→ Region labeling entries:
^^^^^^^^^^^^^^^^

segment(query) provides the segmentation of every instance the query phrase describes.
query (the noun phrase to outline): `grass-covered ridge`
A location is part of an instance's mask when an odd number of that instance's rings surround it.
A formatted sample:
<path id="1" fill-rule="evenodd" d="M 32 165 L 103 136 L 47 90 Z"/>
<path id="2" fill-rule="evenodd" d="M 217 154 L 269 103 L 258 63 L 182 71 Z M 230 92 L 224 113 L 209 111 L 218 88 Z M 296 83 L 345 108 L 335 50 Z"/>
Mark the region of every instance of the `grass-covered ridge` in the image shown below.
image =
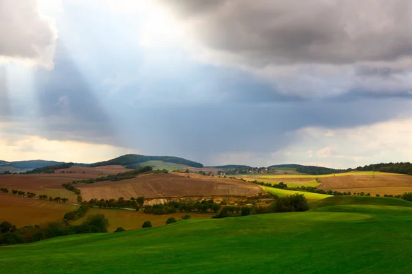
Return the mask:
<path id="1" fill-rule="evenodd" d="M 329 201 L 330 211 L 187 220 L 1 247 L 0 268 L 7 273 L 409 273 L 412 209 L 382 206 L 389 198 L 362 198 L 376 205 L 334 206 L 328 198 L 322 201 Z"/>

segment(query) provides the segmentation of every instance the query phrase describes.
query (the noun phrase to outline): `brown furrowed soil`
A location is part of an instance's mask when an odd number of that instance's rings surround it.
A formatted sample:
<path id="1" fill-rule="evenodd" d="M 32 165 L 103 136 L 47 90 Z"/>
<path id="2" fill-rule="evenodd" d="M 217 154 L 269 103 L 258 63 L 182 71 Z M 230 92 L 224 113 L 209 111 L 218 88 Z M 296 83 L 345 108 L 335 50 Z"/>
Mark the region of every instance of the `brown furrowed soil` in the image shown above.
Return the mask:
<path id="1" fill-rule="evenodd" d="M 69 169 L 58 169 L 52 174 L 18 174 L 0 175 L 0 187 L 30 191 L 36 195 L 45 195 L 49 197 L 65 197 L 71 202 L 76 201 L 76 195 L 62 186 L 62 184 L 73 181 L 93 179 L 99 175 L 112 175 L 124 172 L 127 169 L 122 166 L 105 166 L 96 168 L 71 166 Z M 71 172 L 71 173 L 70 173 Z"/>
<path id="2" fill-rule="evenodd" d="M 378 175 L 347 175 L 320 178 L 318 188 L 352 192 L 364 192 L 371 195 L 398 195 L 412 192 L 412 176 Z"/>
<path id="3" fill-rule="evenodd" d="M 61 221 L 65 214 L 78 206 L 0 193 L 0 223 L 10 222 L 16 227 L 41 225 Z"/>
<path id="4" fill-rule="evenodd" d="M 189 177 L 187 177 L 189 176 Z M 242 181 L 209 177 L 192 173 L 152 174 L 117 182 L 102 182 L 78 186 L 83 199 L 128 199 L 176 197 L 237 196 L 256 195 L 264 190 Z"/>
<path id="5" fill-rule="evenodd" d="M 166 220 L 170 217 L 174 217 L 176 220 L 180 220 L 185 215 L 190 216 L 191 219 L 211 218 L 214 215 L 214 214 L 209 213 L 186 212 L 153 215 L 133 210 L 91 208 L 86 213 L 84 217 L 73 222 L 72 224 L 80 224 L 87 216 L 95 214 L 102 214 L 107 217 L 110 225 L 109 232 L 114 232 L 117 227 L 123 227 L 126 230 L 141 228 L 141 225 L 146 221 L 150 221 L 153 227 L 158 227 L 165 225 Z"/>

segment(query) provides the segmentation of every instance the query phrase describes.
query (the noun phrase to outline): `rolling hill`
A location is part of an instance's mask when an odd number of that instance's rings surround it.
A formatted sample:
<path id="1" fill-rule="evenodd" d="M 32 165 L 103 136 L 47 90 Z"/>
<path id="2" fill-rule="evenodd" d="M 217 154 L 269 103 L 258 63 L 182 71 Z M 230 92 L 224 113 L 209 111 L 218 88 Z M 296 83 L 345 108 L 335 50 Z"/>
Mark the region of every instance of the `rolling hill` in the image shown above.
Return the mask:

^^^^^^^^^^^^^^^^

→ What you need to do: Extract every line of the records above that contains the string "hill".

→ Result:
query (the noun phrase to outline): `rolling hill`
Mark the region of every instance of the `rolling hill` in the image shown above.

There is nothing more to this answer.